● TASK DETAILS: Report how many lines in the material below contain the word "chili", and give only the number.
══════
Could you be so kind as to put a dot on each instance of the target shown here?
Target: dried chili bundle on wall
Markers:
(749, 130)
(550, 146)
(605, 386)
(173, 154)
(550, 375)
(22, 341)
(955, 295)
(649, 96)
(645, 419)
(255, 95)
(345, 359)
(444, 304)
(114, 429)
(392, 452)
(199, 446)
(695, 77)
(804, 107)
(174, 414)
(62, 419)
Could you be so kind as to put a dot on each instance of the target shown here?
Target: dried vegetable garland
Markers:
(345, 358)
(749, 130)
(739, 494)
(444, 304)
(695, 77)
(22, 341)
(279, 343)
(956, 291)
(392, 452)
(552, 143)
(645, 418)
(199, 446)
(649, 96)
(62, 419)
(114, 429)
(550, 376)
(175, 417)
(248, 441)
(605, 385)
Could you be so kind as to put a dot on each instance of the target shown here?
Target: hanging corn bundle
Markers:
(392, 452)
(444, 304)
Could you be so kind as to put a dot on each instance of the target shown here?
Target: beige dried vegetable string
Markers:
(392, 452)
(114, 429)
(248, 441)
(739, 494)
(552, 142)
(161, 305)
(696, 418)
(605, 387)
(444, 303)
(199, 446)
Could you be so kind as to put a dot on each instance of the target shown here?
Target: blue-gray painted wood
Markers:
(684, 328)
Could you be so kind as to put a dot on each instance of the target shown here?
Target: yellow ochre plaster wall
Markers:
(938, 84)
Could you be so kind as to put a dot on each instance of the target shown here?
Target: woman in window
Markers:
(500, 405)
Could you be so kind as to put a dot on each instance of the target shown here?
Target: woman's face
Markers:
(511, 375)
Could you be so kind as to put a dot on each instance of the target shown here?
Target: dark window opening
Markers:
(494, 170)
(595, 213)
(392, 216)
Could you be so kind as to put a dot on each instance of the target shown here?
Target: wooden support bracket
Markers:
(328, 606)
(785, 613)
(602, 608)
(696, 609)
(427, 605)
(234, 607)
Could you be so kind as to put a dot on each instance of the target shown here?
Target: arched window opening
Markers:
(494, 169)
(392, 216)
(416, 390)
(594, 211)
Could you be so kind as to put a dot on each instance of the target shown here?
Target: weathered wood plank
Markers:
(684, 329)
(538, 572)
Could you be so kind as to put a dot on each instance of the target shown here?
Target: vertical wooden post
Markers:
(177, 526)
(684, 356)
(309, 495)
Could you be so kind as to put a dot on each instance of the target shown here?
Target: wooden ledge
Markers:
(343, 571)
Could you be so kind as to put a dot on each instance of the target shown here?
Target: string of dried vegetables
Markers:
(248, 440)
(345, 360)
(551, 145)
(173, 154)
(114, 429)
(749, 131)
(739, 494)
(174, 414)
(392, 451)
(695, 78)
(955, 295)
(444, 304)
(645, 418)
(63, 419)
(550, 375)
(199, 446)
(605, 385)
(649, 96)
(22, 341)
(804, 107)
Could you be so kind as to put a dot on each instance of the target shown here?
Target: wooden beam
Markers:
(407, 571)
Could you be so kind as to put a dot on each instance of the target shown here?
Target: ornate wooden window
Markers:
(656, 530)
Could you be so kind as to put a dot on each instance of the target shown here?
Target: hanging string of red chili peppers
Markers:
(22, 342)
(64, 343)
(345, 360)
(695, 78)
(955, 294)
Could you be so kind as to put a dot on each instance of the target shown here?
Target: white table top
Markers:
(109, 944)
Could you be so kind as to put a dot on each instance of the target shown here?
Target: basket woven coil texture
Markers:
══════
● FINAL RESULT: 2